▶ Excerpted records:
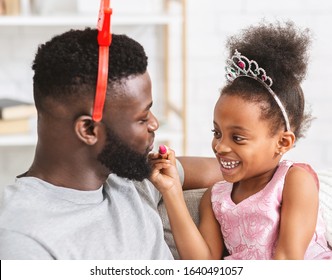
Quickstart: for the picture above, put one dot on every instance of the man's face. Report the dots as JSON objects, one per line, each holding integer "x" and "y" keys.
{"x": 130, "y": 127}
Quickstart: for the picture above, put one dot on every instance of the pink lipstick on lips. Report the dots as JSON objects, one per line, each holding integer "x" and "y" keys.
{"x": 163, "y": 151}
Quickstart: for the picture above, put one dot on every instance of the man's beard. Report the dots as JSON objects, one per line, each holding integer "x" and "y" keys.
{"x": 120, "y": 159}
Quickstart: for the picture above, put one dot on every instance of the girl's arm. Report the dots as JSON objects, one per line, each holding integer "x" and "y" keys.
{"x": 299, "y": 212}
{"x": 189, "y": 241}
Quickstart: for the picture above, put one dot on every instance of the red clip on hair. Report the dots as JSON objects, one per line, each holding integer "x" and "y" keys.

▶ Task goal:
Take the entries shown above and quote them verbatim, passing over the pictures.

▶ Written answer:
Quickstart: for the picture above, put one dot on every instance of the man's face. Report the dots as JSON objects, one per line, each holding integer "x" and "y" keys.
{"x": 130, "y": 127}
Quickstart: for the picture above, put one dot on every instance of the pink lipstick on lips. Report the dots as JSON objects, one per line, each holding integer "x" and "y" keys.
{"x": 163, "y": 151}
Quickstart: for the picture above, put one dot on every instance of the man's beard. Report the dots as JSON objects, one per line, each holding integer "x" and "y" keys.
{"x": 120, "y": 159}
Quickstart: for the picture above, put one dot on every instance of the girl's arm. Report the dots as JSON objects, one per line, each holding integer "x" and "y" keys.
{"x": 299, "y": 212}
{"x": 189, "y": 241}
Quickstart: for the picture above, put one dot on every instance of the red clip on hair. Report the dots as JSON objects, one per line, each holding integer "x" and "y" keys.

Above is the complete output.